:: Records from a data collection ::
--

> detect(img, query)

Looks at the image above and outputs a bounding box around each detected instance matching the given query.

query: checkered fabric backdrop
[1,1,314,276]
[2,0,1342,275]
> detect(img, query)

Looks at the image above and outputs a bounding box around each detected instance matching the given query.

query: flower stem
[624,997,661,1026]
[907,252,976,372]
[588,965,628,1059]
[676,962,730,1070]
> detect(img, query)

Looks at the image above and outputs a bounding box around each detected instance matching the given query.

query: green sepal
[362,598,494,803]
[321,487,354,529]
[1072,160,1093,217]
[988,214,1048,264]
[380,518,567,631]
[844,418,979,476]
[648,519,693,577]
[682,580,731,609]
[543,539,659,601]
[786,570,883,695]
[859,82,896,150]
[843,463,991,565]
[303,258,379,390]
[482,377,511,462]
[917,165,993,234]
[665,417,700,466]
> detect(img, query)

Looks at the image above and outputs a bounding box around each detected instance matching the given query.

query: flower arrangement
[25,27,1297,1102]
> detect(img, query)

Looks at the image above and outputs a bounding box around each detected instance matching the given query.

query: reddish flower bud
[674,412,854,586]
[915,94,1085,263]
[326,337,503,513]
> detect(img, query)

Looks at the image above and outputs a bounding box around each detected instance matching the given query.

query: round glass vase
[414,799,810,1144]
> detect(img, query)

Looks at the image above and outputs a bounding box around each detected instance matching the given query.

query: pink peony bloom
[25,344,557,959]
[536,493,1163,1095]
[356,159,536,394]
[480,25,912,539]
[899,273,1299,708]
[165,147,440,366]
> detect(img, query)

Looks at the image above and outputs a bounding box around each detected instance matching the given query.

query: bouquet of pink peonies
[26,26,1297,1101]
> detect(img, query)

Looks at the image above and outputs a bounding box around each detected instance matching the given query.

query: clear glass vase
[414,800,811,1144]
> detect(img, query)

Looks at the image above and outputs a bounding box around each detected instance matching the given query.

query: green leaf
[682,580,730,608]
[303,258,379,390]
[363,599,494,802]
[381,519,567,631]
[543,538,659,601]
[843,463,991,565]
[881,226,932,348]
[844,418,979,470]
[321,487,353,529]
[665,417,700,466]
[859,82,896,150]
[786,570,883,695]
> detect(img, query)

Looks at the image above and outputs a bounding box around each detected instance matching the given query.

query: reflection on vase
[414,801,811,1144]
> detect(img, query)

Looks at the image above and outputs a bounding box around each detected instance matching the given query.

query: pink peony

--

:: Exercise requirements ::
Using the entries above, restate word for word every line from the one that contains "query: green leaf" through the last.

:: Result below ::
query: green leaf
[682,580,730,608]
[303,258,379,390]
[363,599,494,802]
[381,519,567,631]
[543,538,659,601]
[843,463,991,565]
[881,226,932,348]
[844,418,979,470]
[321,487,353,529]
[665,417,700,466]
[859,82,896,150]
[786,570,883,695]
> detect(img, query)

Looks at the image above and outputs a bounding box around each detected instance matching the given query.

query: reflection on vase
[414,801,811,1144]
> detect(img, query)

Looks at the image above and outputs a bounding box around each detected instance matching the given query.

query: pink peony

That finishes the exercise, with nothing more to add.